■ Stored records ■
==============================

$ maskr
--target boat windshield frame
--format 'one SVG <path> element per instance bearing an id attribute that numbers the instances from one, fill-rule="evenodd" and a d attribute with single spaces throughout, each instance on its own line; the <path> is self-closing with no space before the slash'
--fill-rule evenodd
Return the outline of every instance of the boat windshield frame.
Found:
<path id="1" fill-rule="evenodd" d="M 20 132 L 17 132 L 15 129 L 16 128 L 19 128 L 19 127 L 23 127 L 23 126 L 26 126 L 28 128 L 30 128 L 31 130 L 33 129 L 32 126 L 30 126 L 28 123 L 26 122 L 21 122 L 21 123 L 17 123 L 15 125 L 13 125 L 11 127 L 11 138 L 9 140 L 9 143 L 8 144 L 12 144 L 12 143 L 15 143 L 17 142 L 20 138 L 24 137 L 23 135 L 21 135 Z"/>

==============================

■ WORK INSTRUCTIONS ■
Copy out the entries above again, keeping them exact.

■ WRITTEN REPLY ■
$ maskr
--target boat windshield frame
--format 'one SVG <path> element per instance bearing an id attribute that numbers the instances from one, fill-rule="evenodd" and a d attribute with single spaces throughout, each instance on its own line; the <path> is self-closing with no space before the slash'
--fill-rule evenodd
Return the outline of every instance of the boat windshield frame.
Found:
<path id="1" fill-rule="evenodd" d="M 20 132 L 17 132 L 15 129 L 16 128 L 19 128 L 19 127 L 23 127 L 23 126 L 26 126 L 28 128 L 30 128 L 31 130 L 33 129 L 32 126 L 30 126 L 28 123 L 26 122 L 21 122 L 21 123 L 17 123 L 15 125 L 13 125 L 11 127 L 11 138 L 9 140 L 9 143 L 8 144 L 12 144 L 12 143 L 15 143 L 17 142 L 20 138 L 24 137 L 23 135 L 21 135 Z"/>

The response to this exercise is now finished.